- _STORED DATA_
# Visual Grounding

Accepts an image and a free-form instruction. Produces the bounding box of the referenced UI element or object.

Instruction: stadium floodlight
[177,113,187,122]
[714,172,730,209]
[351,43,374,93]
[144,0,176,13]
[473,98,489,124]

- _TASK BRIEF_
Only the lines from the one containing "Accepts an image" through the last line of the material should be returned, each one exactly as written.

- _EXPECTED ANSWER_
Accepts an image and a free-form instruction. Produces the bounding box of the referenced UI element or object.

Instruction: stadium floodlight
[177,113,187,122]
[714,172,730,209]
[351,43,374,93]
[144,0,176,13]
[473,98,489,124]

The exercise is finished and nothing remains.